Nothing but the lines from the one with "Task: indicate the concrete curb." to the final line should be returned, each exactly as it appears.

(Collected data)
• • • • • • •
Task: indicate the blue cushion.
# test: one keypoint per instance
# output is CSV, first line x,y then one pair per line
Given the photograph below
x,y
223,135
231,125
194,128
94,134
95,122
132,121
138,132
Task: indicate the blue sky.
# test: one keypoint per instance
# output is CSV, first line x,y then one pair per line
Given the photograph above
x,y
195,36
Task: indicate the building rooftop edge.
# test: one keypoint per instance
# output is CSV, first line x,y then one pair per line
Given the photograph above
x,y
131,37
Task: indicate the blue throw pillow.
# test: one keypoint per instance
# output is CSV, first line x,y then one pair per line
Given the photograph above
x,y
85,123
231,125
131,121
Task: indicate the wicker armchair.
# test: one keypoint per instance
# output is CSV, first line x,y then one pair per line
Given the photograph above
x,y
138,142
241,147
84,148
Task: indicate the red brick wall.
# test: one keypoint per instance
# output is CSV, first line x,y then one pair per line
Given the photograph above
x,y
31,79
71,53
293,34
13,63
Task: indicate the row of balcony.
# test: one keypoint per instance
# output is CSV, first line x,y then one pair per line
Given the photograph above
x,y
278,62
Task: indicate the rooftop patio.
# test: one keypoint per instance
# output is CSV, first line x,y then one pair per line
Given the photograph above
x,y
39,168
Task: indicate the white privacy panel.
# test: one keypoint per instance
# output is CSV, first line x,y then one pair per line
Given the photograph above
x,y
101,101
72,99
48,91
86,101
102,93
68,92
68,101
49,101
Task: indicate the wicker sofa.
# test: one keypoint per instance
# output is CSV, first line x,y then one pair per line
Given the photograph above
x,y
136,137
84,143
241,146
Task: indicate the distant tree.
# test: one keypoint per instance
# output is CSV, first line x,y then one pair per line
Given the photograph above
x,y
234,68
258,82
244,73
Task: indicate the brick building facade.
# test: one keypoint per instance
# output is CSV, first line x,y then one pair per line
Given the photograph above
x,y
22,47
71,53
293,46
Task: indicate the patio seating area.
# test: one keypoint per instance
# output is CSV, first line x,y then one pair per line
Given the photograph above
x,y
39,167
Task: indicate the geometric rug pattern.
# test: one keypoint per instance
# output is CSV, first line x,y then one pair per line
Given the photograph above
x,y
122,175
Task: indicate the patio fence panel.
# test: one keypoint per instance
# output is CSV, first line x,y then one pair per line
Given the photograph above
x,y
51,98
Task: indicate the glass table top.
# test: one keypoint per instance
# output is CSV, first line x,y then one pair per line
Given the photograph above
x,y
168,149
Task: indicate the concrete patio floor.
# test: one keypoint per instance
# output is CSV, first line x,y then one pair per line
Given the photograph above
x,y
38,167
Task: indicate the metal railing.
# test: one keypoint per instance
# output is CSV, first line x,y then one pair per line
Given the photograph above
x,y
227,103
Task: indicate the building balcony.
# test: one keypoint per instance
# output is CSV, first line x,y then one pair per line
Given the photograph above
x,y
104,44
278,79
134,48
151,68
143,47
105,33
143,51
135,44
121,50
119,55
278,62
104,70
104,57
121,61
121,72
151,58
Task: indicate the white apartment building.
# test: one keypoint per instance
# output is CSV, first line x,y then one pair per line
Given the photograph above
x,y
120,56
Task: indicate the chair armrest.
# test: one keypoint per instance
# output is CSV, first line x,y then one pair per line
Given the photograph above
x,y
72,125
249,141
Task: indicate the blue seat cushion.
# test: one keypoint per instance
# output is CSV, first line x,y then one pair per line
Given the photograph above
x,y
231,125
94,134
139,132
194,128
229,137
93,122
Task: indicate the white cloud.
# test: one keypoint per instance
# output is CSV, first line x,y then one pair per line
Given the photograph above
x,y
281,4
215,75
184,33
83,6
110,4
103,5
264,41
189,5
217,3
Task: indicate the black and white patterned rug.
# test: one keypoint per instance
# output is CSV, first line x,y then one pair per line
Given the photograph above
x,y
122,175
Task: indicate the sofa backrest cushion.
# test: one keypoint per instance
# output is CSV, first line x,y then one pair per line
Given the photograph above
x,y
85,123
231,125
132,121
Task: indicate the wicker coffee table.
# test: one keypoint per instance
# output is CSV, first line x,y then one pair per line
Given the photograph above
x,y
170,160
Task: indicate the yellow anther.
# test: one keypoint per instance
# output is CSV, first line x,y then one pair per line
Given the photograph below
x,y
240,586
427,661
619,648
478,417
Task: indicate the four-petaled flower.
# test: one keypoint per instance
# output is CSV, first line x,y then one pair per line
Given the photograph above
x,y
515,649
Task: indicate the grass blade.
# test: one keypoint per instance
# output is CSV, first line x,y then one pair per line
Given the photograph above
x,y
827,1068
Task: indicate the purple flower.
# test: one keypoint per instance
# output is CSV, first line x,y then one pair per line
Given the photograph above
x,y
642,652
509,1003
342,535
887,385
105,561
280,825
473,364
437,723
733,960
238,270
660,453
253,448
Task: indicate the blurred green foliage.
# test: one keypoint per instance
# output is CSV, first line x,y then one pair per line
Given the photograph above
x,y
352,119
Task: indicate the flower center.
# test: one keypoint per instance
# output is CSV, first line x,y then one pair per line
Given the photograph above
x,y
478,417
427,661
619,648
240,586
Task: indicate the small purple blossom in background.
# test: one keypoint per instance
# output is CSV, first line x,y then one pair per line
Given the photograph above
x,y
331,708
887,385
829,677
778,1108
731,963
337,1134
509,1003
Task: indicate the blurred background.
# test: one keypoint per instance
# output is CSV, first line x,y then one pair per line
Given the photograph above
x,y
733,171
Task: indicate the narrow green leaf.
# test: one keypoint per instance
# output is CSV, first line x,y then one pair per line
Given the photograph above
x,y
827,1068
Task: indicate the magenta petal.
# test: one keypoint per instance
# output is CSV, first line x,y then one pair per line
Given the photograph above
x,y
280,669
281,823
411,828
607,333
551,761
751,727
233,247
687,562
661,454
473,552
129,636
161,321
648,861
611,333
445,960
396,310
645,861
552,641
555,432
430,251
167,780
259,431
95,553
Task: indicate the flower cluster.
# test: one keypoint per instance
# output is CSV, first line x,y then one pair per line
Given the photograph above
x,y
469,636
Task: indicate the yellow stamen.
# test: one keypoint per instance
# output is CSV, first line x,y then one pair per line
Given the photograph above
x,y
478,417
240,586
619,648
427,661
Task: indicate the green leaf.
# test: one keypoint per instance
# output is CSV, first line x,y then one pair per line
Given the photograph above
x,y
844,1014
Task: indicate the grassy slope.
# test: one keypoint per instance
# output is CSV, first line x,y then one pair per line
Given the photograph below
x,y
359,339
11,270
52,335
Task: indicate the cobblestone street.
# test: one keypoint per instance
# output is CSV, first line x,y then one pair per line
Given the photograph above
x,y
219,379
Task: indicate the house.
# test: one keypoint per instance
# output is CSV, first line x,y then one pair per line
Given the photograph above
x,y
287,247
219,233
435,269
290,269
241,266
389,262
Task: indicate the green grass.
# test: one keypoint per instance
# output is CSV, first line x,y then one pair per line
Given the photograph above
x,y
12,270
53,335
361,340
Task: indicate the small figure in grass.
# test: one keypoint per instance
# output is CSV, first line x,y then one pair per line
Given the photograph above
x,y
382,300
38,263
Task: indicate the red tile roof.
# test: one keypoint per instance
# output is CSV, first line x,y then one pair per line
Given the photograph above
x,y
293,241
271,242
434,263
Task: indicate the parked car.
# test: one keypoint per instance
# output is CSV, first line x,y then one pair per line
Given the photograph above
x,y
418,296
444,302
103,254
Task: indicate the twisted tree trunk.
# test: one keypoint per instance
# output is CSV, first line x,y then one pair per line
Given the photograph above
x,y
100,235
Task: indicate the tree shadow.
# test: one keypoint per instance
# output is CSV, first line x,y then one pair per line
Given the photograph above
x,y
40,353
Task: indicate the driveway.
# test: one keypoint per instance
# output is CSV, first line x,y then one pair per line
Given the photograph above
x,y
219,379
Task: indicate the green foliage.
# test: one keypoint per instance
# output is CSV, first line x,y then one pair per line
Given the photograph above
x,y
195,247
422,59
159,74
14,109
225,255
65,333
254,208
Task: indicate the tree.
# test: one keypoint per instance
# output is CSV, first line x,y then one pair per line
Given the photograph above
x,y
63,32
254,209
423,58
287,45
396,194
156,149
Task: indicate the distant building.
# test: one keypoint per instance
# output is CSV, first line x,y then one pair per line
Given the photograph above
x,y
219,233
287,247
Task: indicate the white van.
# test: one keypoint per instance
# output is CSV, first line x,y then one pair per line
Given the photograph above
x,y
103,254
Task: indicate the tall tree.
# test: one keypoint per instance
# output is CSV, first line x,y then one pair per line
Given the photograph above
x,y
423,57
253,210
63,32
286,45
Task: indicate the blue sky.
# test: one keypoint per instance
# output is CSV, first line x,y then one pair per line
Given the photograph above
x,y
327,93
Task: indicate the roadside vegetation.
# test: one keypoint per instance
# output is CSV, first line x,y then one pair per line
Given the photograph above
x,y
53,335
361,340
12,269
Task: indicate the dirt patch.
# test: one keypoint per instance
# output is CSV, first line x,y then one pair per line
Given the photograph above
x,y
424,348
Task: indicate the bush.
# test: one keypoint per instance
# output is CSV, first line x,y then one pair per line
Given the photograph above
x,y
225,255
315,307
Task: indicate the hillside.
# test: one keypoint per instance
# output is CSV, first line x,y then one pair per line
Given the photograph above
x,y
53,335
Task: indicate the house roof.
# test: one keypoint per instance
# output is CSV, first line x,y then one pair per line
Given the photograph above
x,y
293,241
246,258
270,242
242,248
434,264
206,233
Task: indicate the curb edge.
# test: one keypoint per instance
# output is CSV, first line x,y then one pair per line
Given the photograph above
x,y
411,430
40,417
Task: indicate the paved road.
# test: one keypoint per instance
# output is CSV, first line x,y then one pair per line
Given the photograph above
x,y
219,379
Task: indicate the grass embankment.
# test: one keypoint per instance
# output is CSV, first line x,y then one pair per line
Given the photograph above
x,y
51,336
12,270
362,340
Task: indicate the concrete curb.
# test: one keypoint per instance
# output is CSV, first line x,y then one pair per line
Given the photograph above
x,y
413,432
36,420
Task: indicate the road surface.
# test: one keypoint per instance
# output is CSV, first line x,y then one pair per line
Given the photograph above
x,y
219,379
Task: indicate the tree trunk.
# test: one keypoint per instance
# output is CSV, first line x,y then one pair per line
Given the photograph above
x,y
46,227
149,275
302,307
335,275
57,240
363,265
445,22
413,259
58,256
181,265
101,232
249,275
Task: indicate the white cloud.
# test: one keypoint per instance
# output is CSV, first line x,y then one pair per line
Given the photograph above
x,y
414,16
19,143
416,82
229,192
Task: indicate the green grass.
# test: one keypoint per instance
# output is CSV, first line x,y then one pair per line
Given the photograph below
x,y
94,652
• • • • • • •
[Task answer]
Task: indicate the concrete curb.
# test: one keypoint per instance
# output is CSV, first line x,y then one pair per line
Given the photograph above
x,y
413,432
36,420
Task: indicate the road surface.
# test: one keypoint per instance
# output is CSV, first line x,y then one pair per line
Given the photograph above
x,y
219,379
Task: indicate the tree trunk.
# test: one keypoint per instance
# output is CSV, first line x,y then one pair per line
Given the photograph above
x,y
46,227
149,275
302,307
335,275
57,240
363,265
445,22
413,259
58,256
181,265
101,232
249,275
Task: indicate the white cloud.
# test: one keypoint per instance
# output is CSV, first line x,y then one pair per line
Given the photograph above
x,y
414,16
19,143
416,82
229,192
Task: indicate the green grass.
# test: one keypoint per instance
# output is CSV, first line x,y then one pair per line
Given the photograph below
x,y
94,652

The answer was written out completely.